■ **PASSAGE**:

# Regular Expressions in Python

By far, the best course I have found on Regular Expressions is:  
https://www.safaribooksonline.com/videos/understanding-regular-expressions/9781491996300  

The best website I have found for learning and experimenting with Regular Expressions is:  
https://regex101.com/ 

A good cookbook of practical regular expressions is:  
https://www.amazon.com/Regular-Expressions-Cookbook-Solutions-Programming/dp/1449319432/

## **re** module vs **regex** module

* **re** is part of standard library
* **regex** has latest PCRE with variable length look behind and more

In most cases, re and regex will do the same thing.  However with advanced regular expressions, you may find yourself wanting to use regex over re.

PCRE means Perl Compatible Regular Expressions

## re.search() and re.finditer()

In practice, re.search() and re.findIter() may be the methods you use most.

re.search() will find the **first** match and return that as a match object.
re.findIter() will return an iterator over all matches.

re.search() will return None, if there is no match.

The truthiness of None defined to be bool(None) which is False.

In [1]:
# The last expression in a Jupyter Notebook cell is displayed using __repr__
# For None, nothing is displayed
None

In [2]:
# The truth value of None is False
bool(None)

False

In [3]:
# you can print(None)
print(None)

None


In [4]:
import re

ml_text = """Machine learning is a method of data analysis that automates 
analytical model building. It is a branch of artificial intelligence 
based on the idea that systems can learn from data, identify patterns 
and make decisions with minimal human intervention.
"""

pattern = "minimal"
re.search(pattern, ml_text)

<re.Match object; span=(227, 234), match='minimal'>

In [5]:
# A Python pattern can be explictly compiled before usage
compiled_pattern = re.compile(pattern)

■ **DATA SUPPLIED**:
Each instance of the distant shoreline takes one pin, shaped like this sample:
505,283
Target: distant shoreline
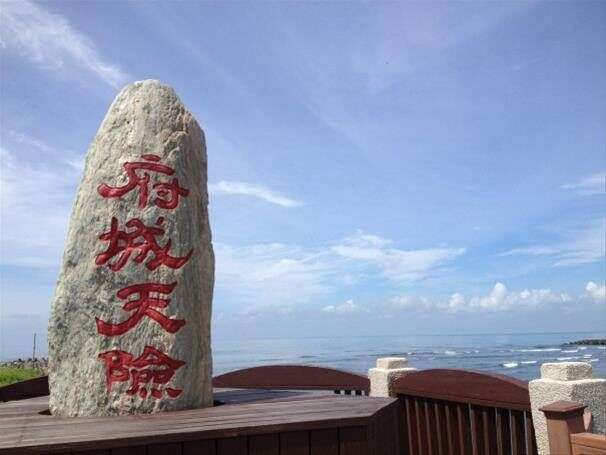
588,342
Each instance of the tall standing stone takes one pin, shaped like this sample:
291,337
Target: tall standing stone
130,323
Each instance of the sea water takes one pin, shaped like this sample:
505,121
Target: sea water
518,355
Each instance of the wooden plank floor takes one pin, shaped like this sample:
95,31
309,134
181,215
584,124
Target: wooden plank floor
25,428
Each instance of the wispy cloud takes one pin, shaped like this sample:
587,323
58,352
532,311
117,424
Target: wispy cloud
592,184
395,264
530,251
596,292
272,273
277,274
247,189
49,40
501,299
35,201
584,245
347,307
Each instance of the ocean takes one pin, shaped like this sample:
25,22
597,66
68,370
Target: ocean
518,355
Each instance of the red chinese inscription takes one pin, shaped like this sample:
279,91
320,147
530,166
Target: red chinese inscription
167,193
152,369
140,240
143,305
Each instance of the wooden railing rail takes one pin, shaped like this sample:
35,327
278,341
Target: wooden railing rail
447,412
299,377
281,377
567,426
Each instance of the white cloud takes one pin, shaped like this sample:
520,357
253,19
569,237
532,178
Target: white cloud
50,41
530,251
246,189
584,246
272,273
589,245
596,292
24,139
395,264
35,201
500,299
592,184
347,307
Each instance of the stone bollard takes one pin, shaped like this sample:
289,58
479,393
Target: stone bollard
568,381
388,369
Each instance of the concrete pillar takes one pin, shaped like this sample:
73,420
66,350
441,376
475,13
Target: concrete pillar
567,381
388,369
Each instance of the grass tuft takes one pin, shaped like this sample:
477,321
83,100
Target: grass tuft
11,375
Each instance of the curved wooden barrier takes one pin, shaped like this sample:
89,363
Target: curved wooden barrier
463,386
465,412
296,377
280,377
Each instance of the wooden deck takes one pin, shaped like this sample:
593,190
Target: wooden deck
249,422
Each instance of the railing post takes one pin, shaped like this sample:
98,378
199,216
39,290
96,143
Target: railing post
388,369
571,381
563,419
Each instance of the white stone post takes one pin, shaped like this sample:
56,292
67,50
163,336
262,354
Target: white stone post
388,369
569,381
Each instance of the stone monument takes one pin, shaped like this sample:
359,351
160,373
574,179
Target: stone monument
129,329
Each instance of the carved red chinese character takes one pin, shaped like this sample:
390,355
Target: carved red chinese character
167,193
153,368
141,240
143,305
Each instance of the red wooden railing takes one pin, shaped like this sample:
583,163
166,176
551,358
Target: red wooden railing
294,377
449,412
567,427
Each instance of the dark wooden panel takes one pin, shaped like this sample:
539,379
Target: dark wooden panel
386,431
264,444
421,427
93,452
44,433
503,438
138,450
531,441
173,448
463,432
21,390
353,441
294,443
410,425
204,447
324,442
232,446
293,377
484,389
518,436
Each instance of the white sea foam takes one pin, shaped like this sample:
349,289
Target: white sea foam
539,350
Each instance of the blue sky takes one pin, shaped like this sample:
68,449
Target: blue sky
374,168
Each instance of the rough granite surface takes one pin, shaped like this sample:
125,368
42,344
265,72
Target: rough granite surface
145,118
385,374
588,391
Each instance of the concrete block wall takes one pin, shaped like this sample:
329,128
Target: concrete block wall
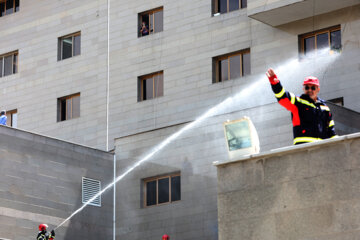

■ **PROBLEMS AND TASKS**:
1. List every web address given in the regular expressions page.
2. Reproduce the section of the regular expressions page that begins with the words containing "In practice, re.search()" and ends with "over all matches.".
3. Decide whether each statement agrees with the regular expressions page, answering yes or no and quoting the deciding words: (a) re.search() returns None when nothing matches. (b) The truth value of None is True. (c) PCRE stands for Python Compatible Regular Expressions.

■ **TASK RESULTS**:
1.
https://www.safaribooksonline.com/videos/understanding-regular-expressions/9781491996300
https://regex101.com/
https://www.amazon.com/Regular-Expressions-Cookbook-Solutions-Programming/dp/1449319432/

2.
In practice, re.search() and re.findIter() may be the methods you use most.

re.search() will find the **first** match and return that as a match object.
re.findIter() will return an iterator over all matches.

3.
(a) Yes: "re.search() will return None, if there is no match."
(b) No: "The truth value of None is False"
(c) No: "PCRE means Perl Compatible Regular Expressions"